The request:
Filter the entries below and copy out every line that contains the string "query".

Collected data

= = = =

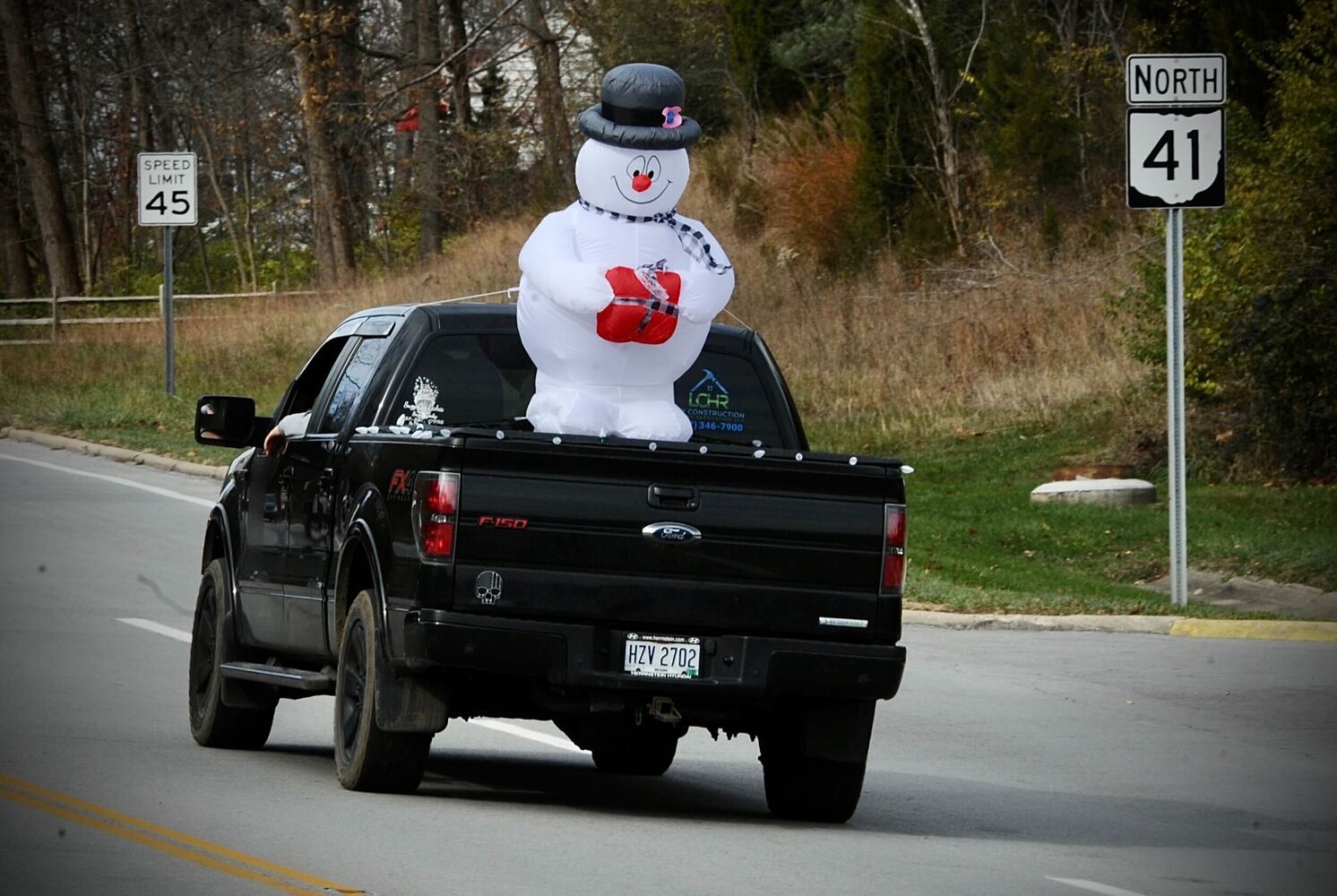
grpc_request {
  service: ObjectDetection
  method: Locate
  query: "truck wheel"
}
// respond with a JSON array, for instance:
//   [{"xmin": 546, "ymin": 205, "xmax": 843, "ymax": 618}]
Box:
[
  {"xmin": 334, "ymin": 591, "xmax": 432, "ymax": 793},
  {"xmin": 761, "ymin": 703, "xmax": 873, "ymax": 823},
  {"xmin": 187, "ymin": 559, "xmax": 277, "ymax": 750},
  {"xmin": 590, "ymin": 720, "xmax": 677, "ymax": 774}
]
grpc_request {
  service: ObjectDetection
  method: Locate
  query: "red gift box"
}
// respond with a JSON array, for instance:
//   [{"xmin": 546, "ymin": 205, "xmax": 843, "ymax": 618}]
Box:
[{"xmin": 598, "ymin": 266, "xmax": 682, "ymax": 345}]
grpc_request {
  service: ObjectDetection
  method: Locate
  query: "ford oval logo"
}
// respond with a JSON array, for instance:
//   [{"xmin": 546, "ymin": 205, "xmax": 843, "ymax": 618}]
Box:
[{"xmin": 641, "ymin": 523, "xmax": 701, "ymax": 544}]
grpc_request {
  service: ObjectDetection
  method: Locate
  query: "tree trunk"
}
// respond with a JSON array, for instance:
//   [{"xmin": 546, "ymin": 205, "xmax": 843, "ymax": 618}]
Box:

= = = =

Complete answer:
  query: "truck wheel"
  query: "red gift box"
  query: "ford oval logo"
  query: "tree trunk"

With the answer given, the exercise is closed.